§ **Required task**
Collect every line in the records below that contains the word "beach", and copy each of those lines in full.

++++

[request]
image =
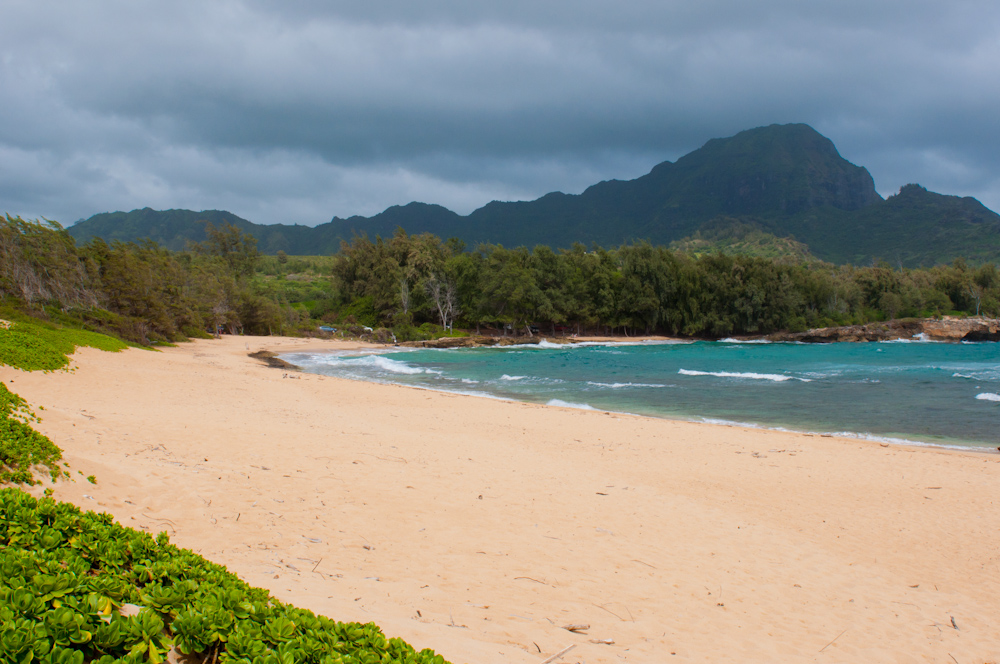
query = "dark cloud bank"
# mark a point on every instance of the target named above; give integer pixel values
(295, 112)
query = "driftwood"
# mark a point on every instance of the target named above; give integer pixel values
(558, 655)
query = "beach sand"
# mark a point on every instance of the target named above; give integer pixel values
(480, 528)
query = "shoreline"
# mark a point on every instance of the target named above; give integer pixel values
(896, 440)
(480, 527)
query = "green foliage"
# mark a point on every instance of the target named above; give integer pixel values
(33, 347)
(65, 577)
(21, 447)
(45, 347)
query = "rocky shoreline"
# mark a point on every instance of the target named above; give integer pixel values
(947, 328)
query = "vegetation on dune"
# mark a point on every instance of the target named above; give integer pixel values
(76, 588)
(39, 346)
(409, 287)
(66, 576)
(35, 347)
(22, 448)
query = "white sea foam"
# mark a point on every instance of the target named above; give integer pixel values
(618, 386)
(778, 378)
(567, 404)
(369, 362)
(392, 366)
(921, 338)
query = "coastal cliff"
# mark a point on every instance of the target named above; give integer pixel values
(947, 328)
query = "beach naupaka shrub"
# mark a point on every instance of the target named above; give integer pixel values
(39, 347)
(35, 347)
(21, 447)
(77, 588)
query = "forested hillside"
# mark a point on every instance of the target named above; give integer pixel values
(417, 286)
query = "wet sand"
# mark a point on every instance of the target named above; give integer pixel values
(480, 528)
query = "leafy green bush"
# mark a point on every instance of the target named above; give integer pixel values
(39, 347)
(34, 347)
(65, 576)
(21, 447)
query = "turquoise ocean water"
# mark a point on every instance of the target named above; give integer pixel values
(935, 393)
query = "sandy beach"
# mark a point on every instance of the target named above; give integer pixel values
(480, 528)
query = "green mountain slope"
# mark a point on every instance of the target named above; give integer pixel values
(789, 180)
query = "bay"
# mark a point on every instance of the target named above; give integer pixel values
(923, 392)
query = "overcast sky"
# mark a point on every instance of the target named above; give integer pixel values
(296, 111)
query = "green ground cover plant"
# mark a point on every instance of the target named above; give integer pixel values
(65, 576)
(35, 347)
(21, 447)
(43, 347)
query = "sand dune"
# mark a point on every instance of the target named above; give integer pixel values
(480, 527)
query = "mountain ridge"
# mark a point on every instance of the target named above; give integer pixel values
(787, 179)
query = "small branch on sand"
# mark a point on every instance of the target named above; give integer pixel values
(530, 579)
(834, 639)
(558, 655)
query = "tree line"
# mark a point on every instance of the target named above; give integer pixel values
(421, 285)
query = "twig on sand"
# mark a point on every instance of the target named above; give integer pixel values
(834, 639)
(558, 655)
(530, 579)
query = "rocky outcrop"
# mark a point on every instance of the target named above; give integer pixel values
(932, 329)
(477, 341)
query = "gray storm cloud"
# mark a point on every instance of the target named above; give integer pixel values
(298, 111)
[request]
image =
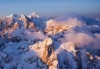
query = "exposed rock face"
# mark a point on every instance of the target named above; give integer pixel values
(32, 42)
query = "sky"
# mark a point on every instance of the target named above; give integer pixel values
(50, 7)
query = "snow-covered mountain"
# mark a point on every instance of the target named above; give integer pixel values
(36, 42)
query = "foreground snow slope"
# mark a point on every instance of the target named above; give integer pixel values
(35, 42)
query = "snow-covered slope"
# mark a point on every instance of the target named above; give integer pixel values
(35, 42)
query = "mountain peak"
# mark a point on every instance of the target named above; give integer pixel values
(34, 15)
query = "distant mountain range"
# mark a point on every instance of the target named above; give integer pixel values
(36, 42)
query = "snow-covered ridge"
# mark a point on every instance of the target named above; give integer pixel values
(34, 42)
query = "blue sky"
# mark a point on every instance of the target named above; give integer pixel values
(50, 7)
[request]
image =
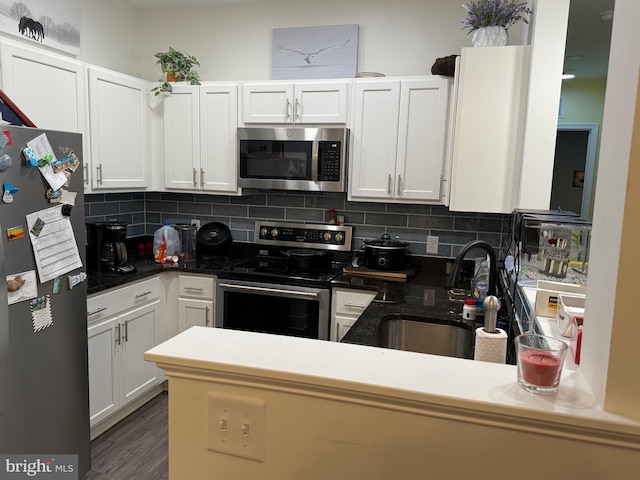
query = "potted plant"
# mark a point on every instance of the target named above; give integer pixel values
(489, 20)
(177, 66)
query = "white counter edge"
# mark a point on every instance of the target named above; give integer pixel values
(450, 382)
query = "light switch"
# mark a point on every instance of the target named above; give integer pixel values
(236, 425)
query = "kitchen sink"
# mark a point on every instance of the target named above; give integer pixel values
(425, 335)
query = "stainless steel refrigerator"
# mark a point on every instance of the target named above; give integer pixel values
(44, 393)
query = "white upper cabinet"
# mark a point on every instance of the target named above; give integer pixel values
(200, 136)
(119, 130)
(50, 90)
(489, 129)
(322, 102)
(218, 138)
(399, 139)
(182, 138)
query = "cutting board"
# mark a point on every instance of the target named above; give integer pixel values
(394, 275)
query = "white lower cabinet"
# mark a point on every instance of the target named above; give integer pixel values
(346, 307)
(195, 301)
(122, 325)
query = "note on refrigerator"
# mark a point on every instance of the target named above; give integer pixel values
(54, 245)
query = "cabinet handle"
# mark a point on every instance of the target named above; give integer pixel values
(197, 289)
(355, 305)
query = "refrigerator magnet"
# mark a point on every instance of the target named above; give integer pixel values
(9, 192)
(5, 138)
(5, 163)
(41, 313)
(14, 233)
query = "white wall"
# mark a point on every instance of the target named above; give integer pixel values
(232, 42)
(110, 35)
(608, 359)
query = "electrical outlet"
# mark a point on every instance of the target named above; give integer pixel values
(432, 244)
(236, 426)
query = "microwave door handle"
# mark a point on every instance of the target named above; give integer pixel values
(291, 293)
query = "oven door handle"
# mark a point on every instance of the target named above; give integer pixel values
(292, 293)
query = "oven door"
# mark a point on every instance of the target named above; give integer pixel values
(273, 308)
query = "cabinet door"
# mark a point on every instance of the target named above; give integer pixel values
(218, 138)
(104, 389)
(422, 135)
(267, 102)
(139, 329)
(61, 105)
(320, 103)
(182, 138)
(341, 327)
(119, 131)
(489, 130)
(375, 139)
(194, 313)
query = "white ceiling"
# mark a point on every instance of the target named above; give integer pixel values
(587, 36)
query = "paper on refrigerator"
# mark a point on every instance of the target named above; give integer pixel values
(54, 245)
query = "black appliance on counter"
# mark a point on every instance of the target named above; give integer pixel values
(213, 242)
(106, 249)
(284, 288)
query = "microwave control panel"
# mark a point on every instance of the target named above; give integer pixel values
(329, 161)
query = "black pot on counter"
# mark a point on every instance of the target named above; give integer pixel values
(385, 254)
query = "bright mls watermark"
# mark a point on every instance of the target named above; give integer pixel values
(50, 467)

++++

§ **Result of the exercise**
query = "beach sand"
query = "beach naupaka shrub"
query = "sandy beach"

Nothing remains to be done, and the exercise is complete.